Point localization data
━━━━━━━━━━

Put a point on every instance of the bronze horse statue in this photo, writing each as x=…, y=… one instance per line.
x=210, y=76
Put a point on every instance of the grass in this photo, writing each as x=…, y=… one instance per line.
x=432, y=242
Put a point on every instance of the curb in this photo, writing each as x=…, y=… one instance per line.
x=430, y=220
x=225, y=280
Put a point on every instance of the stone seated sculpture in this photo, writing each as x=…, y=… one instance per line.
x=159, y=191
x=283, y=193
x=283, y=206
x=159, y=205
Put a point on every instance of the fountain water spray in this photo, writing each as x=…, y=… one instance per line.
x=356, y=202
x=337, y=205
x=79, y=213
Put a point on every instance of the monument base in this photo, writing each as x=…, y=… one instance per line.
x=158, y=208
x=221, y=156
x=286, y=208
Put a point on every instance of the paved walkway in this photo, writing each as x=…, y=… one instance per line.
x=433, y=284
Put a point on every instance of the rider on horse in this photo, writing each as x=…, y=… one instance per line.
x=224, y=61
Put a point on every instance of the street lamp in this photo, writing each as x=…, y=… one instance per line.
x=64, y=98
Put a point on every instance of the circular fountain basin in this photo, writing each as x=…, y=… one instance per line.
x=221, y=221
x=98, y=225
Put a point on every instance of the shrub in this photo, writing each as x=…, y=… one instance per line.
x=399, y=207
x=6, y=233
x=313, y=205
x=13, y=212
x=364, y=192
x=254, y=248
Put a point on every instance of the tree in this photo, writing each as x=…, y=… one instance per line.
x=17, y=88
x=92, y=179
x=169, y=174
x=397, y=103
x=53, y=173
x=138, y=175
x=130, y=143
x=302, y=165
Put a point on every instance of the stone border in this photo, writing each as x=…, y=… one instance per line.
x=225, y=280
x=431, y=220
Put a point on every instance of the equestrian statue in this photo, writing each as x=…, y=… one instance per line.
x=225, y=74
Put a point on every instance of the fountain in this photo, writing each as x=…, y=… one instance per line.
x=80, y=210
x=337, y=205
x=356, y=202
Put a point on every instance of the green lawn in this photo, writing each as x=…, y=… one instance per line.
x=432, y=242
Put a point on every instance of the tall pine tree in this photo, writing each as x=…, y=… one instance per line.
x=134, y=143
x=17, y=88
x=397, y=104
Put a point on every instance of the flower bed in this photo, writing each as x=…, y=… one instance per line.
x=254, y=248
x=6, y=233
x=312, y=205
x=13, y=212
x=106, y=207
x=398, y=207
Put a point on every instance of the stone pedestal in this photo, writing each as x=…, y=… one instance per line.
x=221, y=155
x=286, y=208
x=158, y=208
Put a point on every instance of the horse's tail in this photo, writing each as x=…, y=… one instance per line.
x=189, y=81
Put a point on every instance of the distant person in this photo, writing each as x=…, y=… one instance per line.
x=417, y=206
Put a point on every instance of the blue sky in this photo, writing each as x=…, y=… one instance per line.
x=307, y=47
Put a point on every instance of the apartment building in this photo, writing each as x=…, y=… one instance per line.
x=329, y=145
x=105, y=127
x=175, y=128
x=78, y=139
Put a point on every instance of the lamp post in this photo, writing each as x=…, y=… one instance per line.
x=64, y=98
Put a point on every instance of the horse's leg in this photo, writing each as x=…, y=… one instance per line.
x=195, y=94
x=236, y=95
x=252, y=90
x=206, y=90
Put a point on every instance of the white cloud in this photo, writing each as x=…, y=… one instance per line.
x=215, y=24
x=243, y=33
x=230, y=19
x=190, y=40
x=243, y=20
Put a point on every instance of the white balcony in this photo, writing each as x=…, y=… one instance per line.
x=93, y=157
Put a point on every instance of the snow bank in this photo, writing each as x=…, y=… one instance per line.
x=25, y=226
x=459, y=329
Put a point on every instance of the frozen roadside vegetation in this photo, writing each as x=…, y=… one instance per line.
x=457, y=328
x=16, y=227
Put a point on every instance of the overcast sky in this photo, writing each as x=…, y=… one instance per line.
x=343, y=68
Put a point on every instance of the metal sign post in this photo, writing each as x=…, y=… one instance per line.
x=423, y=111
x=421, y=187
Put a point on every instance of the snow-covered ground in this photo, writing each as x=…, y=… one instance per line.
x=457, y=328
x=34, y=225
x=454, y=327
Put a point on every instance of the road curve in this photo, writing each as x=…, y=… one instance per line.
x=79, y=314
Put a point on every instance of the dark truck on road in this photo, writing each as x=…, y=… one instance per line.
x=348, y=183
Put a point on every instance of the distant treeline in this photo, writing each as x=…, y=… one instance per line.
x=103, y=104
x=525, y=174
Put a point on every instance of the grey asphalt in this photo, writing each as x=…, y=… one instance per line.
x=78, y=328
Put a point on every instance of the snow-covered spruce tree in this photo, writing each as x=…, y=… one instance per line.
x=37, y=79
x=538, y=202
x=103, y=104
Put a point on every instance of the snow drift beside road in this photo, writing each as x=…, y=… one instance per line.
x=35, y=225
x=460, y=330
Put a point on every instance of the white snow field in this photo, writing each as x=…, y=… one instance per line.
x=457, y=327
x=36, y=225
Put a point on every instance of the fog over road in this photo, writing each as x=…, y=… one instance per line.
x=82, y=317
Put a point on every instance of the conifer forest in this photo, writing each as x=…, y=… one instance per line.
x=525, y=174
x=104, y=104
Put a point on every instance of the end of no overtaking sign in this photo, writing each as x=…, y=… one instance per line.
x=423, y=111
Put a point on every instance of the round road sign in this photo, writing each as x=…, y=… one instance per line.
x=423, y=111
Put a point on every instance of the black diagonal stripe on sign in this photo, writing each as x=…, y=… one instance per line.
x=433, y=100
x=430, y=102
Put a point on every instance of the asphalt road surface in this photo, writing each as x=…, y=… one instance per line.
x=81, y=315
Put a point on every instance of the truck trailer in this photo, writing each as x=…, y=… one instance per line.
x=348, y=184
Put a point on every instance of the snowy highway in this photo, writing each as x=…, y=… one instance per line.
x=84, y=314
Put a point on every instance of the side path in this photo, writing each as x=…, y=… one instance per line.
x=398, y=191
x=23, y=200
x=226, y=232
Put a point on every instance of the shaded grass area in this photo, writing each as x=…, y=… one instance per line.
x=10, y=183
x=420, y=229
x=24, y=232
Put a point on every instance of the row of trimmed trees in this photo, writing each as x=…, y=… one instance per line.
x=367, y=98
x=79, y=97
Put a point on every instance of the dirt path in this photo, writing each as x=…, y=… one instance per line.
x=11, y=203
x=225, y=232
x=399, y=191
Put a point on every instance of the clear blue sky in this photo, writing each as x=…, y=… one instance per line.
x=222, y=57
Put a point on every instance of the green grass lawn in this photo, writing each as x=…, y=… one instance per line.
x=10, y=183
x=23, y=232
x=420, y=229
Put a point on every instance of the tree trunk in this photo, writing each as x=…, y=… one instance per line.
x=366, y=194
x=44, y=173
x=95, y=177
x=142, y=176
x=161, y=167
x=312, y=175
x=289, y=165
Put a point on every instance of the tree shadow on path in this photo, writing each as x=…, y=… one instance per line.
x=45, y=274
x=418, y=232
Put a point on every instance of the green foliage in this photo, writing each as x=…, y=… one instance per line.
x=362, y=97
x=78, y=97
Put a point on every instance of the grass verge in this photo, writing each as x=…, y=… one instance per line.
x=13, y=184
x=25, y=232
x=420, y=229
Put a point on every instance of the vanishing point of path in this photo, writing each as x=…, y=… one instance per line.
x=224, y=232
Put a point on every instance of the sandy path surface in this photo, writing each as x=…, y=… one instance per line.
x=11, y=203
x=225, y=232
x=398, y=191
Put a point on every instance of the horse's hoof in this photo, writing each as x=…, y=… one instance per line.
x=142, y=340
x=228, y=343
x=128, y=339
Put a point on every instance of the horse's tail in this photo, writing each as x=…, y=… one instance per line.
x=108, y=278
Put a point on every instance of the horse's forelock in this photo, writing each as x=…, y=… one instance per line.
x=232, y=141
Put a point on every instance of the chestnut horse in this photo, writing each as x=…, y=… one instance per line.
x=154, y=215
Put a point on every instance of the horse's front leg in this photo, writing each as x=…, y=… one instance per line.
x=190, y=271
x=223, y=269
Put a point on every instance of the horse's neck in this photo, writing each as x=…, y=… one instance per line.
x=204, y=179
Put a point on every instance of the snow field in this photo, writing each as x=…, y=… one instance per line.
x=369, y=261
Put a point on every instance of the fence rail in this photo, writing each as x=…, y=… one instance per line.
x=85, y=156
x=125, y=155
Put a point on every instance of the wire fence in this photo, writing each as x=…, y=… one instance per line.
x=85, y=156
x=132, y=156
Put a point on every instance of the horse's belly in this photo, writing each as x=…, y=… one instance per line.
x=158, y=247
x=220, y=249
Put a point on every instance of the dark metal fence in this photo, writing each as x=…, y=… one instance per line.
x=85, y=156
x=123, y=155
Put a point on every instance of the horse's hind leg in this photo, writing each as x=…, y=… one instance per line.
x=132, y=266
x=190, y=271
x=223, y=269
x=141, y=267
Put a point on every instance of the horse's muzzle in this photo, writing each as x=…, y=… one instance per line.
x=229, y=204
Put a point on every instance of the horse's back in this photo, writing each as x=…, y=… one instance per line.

━━━━━━━━━━

- To do -
The required result is an exact repetition of the lines from the one containing "Put a point on every instance of the horse's muzzle" through the last line of the data.

- Exercise answer -
Put a point on every instance of the horse's muzzle in this photo, writing each as x=…, y=… one instance per line.
x=229, y=204
Put a point on every instance of the horse's back in this photo, writing each as x=…, y=… one instance per line.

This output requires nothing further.